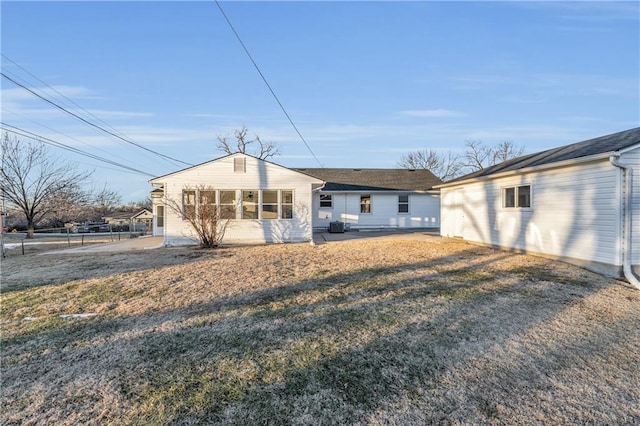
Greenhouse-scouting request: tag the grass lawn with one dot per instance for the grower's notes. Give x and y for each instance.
(356, 332)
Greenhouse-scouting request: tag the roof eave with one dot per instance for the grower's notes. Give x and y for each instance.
(555, 165)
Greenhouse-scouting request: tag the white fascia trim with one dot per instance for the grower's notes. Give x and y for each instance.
(555, 165)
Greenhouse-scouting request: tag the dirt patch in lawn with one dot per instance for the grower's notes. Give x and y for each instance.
(356, 332)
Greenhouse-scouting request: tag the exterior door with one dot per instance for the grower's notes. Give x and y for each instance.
(458, 214)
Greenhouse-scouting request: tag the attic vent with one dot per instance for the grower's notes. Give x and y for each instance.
(239, 165)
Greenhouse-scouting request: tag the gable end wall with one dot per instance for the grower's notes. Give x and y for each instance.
(574, 215)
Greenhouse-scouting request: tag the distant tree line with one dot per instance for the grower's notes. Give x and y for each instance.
(448, 166)
(43, 191)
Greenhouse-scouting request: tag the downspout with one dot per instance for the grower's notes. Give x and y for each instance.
(626, 236)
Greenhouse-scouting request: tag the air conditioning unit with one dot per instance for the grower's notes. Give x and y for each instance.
(336, 227)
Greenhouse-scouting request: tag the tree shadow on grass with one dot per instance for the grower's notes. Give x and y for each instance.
(20, 273)
(368, 339)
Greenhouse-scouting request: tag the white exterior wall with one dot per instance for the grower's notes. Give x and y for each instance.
(632, 158)
(424, 211)
(574, 214)
(259, 175)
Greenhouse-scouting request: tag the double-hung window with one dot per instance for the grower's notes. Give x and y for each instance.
(227, 204)
(516, 196)
(365, 204)
(188, 203)
(269, 204)
(286, 204)
(207, 203)
(403, 203)
(250, 204)
(326, 201)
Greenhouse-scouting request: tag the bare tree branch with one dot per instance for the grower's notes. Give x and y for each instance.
(198, 207)
(446, 167)
(32, 179)
(263, 150)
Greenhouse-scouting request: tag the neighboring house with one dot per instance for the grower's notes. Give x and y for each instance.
(135, 221)
(272, 203)
(376, 198)
(579, 203)
(265, 202)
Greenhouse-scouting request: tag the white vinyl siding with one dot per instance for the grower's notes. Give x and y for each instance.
(258, 176)
(632, 158)
(574, 215)
(424, 212)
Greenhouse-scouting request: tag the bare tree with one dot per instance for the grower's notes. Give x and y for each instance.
(446, 167)
(263, 150)
(506, 150)
(198, 207)
(32, 178)
(104, 202)
(477, 156)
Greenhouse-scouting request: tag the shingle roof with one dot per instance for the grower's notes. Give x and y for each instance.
(601, 145)
(373, 179)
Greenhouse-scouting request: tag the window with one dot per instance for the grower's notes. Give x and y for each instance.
(365, 204)
(517, 196)
(403, 203)
(287, 205)
(269, 204)
(227, 204)
(239, 165)
(326, 201)
(188, 203)
(207, 203)
(159, 216)
(250, 204)
(509, 197)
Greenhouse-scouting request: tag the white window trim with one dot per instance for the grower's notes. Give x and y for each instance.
(515, 187)
(408, 203)
(331, 201)
(370, 203)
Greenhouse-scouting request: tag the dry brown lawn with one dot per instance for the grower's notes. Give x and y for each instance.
(358, 332)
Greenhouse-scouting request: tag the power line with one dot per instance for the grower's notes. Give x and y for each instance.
(65, 135)
(61, 95)
(267, 83)
(90, 123)
(48, 141)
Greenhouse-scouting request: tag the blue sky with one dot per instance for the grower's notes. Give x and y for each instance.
(365, 82)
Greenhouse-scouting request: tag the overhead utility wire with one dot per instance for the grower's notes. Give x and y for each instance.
(61, 95)
(267, 83)
(48, 141)
(65, 135)
(90, 123)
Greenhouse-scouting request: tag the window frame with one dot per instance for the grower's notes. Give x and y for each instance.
(328, 198)
(404, 203)
(283, 204)
(364, 205)
(256, 204)
(511, 195)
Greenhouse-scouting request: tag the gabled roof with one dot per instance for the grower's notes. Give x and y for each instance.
(373, 179)
(126, 215)
(156, 180)
(602, 145)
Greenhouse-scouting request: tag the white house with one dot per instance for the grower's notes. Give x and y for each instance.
(265, 202)
(376, 198)
(579, 203)
(271, 203)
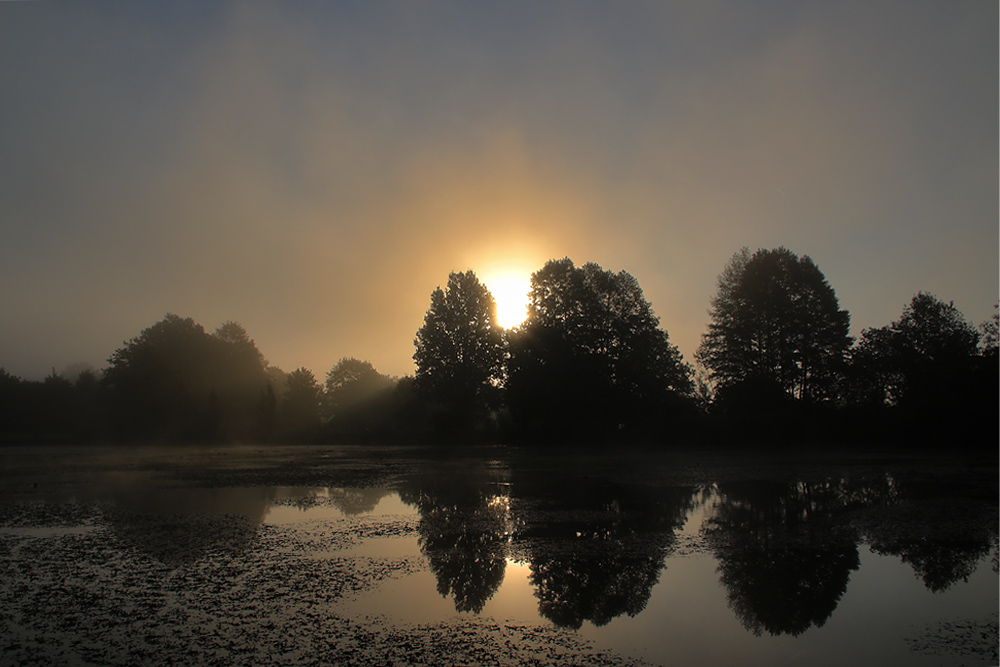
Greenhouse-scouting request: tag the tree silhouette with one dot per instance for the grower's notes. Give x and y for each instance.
(460, 351)
(300, 405)
(177, 382)
(591, 355)
(350, 385)
(775, 318)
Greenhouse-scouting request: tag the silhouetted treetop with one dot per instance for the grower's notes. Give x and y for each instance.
(775, 317)
(930, 355)
(174, 380)
(460, 350)
(351, 382)
(591, 353)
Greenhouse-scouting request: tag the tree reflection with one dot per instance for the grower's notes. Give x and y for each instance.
(465, 526)
(596, 550)
(939, 530)
(783, 557)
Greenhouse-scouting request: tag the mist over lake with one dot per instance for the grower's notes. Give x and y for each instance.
(308, 555)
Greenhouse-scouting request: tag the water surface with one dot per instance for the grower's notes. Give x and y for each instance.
(495, 556)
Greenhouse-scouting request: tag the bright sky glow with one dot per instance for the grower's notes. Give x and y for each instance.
(314, 170)
(510, 291)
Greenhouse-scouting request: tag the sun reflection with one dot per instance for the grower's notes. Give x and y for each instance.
(510, 291)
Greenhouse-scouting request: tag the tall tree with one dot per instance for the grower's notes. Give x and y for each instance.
(776, 319)
(176, 381)
(929, 356)
(591, 354)
(460, 351)
(349, 384)
(301, 403)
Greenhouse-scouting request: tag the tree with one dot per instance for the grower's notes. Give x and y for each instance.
(776, 319)
(460, 351)
(175, 381)
(591, 354)
(301, 402)
(929, 357)
(350, 384)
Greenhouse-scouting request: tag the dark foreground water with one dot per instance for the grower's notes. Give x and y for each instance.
(392, 556)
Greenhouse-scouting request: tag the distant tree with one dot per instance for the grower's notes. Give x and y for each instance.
(928, 357)
(591, 354)
(460, 351)
(240, 378)
(775, 318)
(301, 403)
(350, 384)
(989, 336)
(175, 381)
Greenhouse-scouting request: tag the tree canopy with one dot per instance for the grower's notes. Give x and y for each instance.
(929, 355)
(591, 353)
(174, 380)
(775, 318)
(460, 350)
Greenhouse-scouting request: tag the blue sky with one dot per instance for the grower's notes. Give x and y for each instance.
(314, 170)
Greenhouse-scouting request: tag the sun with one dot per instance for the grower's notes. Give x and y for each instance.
(510, 291)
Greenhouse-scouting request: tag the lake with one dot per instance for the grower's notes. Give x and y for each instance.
(310, 555)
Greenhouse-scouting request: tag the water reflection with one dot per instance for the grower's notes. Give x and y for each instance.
(784, 558)
(465, 526)
(596, 550)
(939, 530)
(594, 546)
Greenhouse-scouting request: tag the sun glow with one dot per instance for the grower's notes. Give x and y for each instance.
(510, 291)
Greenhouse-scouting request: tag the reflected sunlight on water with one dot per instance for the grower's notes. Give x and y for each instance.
(827, 570)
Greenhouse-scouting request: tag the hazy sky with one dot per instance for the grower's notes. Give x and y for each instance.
(314, 170)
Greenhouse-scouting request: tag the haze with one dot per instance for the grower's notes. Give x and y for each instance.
(314, 170)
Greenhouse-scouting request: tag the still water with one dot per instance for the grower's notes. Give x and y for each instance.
(495, 556)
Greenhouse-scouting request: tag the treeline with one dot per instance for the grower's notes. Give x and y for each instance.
(591, 362)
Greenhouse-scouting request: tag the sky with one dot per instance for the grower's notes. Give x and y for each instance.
(314, 170)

§ **TASK INSTRUCTIONS**
Write out the items again from the line containing "Greenhouse-scouting request: tag the still" through the last item, swapping "still water" for "calm water" and leaving everything else unchanged.

§ **EXERCISE ANSWER**
Greenhouse-scouting request: tag the calm water with one dot per instance for the grower's notes. Give x and y for each instance.
(495, 556)
Greenhouse-scouting request: tag the treeline with one dot per instance for the grower's notes. Give x and y for each instance.
(591, 362)
Greenhouse-scouting request: tag the sky with one dot per instance for the grower's notes. Give x and y for each instance.
(314, 170)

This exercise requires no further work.